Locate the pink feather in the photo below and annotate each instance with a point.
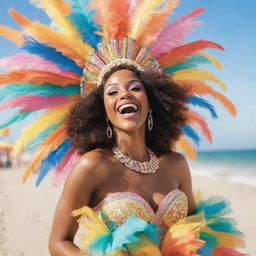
(65, 167)
(174, 33)
(132, 7)
(32, 102)
(23, 61)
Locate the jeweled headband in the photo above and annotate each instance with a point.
(115, 53)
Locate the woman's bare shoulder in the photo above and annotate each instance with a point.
(173, 157)
(90, 168)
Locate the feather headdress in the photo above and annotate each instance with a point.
(85, 40)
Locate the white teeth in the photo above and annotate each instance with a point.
(126, 106)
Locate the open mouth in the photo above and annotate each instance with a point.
(128, 109)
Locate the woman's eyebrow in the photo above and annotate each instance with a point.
(129, 82)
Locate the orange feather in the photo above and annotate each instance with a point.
(180, 54)
(19, 18)
(195, 118)
(156, 24)
(71, 46)
(113, 18)
(186, 146)
(52, 142)
(37, 77)
(12, 35)
(201, 88)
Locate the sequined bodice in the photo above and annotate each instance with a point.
(117, 207)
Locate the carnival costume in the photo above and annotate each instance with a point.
(61, 62)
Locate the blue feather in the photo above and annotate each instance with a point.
(15, 118)
(197, 101)
(191, 133)
(191, 62)
(82, 19)
(35, 142)
(14, 90)
(52, 160)
(51, 54)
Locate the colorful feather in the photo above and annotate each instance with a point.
(52, 160)
(35, 143)
(13, 90)
(57, 10)
(132, 6)
(23, 61)
(155, 24)
(197, 74)
(192, 62)
(187, 147)
(212, 59)
(51, 143)
(180, 54)
(50, 54)
(52, 116)
(112, 17)
(201, 88)
(70, 47)
(37, 77)
(196, 119)
(191, 133)
(197, 101)
(32, 102)
(65, 166)
(142, 16)
(174, 33)
(82, 19)
(17, 117)
(12, 35)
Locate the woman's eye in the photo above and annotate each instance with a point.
(136, 87)
(111, 92)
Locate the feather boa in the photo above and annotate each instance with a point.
(206, 233)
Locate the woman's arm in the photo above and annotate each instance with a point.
(77, 193)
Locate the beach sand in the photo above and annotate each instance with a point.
(26, 211)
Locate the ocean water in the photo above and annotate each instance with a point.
(233, 166)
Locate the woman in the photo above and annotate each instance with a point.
(98, 173)
(125, 124)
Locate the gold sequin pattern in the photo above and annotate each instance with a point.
(120, 209)
(177, 210)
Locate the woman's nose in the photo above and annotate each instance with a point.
(125, 94)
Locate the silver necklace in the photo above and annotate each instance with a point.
(150, 166)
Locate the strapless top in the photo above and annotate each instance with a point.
(117, 207)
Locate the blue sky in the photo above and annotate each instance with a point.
(230, 23)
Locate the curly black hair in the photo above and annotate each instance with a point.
(87, 122)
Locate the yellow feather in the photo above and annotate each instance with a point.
(212, 59)
(53, 116)
(142, 15)
(52, 142)
(71, 46)
(57, 10)
(12, 35)
(155, 24)
(197, 74)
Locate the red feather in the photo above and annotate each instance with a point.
(180, 54)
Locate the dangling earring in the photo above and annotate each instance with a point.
(109, 131)
(150, 121)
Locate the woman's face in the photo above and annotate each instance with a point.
(126, 101)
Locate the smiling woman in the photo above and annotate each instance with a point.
(129, 76)
(167, 101)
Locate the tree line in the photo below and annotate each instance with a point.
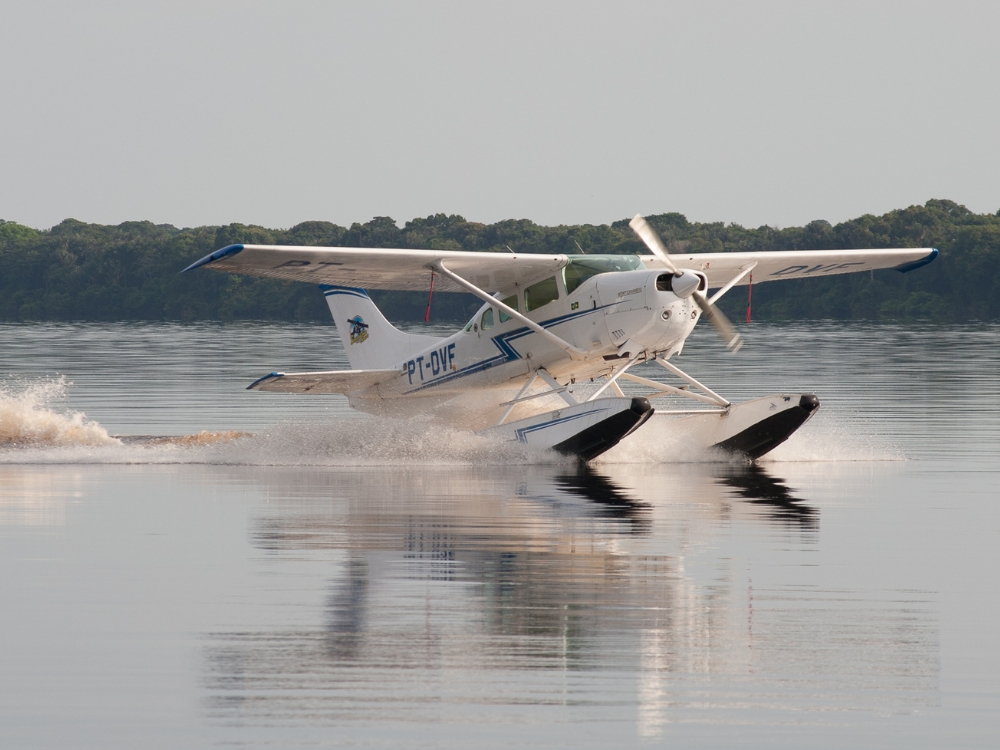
(80, 271)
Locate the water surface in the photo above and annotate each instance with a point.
(335, 580)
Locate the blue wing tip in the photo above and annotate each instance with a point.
(214, 256)
(920, 262)
(258, 381)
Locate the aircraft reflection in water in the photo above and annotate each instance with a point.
(447, 580)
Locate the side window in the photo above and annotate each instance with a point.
(540, 294)
(510, 301)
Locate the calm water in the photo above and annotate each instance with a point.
(334, 580)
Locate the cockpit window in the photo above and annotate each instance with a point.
(583, 267)
(510, 301)
(540, 294)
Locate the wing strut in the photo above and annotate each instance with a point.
(732, 282)
(574, 352)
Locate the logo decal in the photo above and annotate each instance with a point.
(359, 329)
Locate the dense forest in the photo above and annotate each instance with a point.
(78, 271)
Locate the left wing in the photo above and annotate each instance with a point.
(337, 381)
(773, 265)
(368, 268)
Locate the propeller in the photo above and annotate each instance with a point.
(709, 311)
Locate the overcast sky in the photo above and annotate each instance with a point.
(778, 113)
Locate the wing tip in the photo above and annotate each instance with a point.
(920, 262)
(214, 256)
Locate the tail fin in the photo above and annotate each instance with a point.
(371, 341)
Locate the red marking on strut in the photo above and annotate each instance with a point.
(430, 295)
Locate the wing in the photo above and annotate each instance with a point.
(337, 381)
(382, 269)
(795, 264)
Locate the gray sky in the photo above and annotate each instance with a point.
(777, 113)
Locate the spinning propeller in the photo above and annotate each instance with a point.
(687, 285)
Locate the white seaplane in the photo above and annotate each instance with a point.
(541, 360)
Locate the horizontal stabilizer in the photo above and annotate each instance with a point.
(336, 381)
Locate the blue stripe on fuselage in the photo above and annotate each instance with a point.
(507, 352)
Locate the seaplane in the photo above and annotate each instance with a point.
(542, 361)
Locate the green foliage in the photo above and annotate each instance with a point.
(78, 271)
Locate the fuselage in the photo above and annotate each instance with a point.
(606, 306)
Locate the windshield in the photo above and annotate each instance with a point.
(582, 267)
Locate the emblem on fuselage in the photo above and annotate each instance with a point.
(359, 329)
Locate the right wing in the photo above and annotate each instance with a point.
(336, 381)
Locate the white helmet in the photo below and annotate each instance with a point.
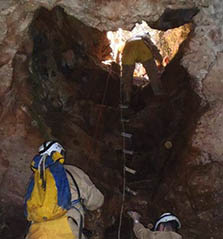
(167, 217)
(51, 146)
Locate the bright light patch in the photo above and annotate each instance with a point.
(167, 42)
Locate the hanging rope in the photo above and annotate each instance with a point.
(124, 164)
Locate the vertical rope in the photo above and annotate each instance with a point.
(124, 163)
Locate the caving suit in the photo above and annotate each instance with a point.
(144, 233)
(67, 227)
(140, 49)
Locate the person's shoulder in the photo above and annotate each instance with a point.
(73, 168)
(176, 235)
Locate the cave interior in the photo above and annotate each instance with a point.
(75, 99)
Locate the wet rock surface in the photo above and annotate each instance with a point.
(54, 85)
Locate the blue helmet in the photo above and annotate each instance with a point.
(51, 146)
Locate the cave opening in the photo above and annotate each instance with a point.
(75, 99)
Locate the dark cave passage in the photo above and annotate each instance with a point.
(76, 101)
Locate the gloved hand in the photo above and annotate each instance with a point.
(134, 215)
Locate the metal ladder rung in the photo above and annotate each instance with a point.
(125, 151)
(124, 106)
(127, 189)
(127, 135)
(129, 170)
(125, 120)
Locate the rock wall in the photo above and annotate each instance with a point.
(202, 58)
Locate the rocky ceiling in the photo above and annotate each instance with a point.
(53, 85)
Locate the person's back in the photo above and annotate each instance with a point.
(83, 193)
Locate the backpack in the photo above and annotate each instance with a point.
(48, 195)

_WHAT YOU HAVE TO DO_: Print the part of the listing above that opens with the line containing "Locate the rocky" and runs to the end of the listing, both ends included. Keep every character of those lines unchanged.

_EXERCISE ANSWER_:
Locate the rocky ceiling in the photo above and annotate each instance with a point.
(53, 85)
Locate the person's back in the photo above and annotate each instance with a point.
(83, 193)
Locate the backpack in the photo above and annotate each instance with a point.
(48, 195)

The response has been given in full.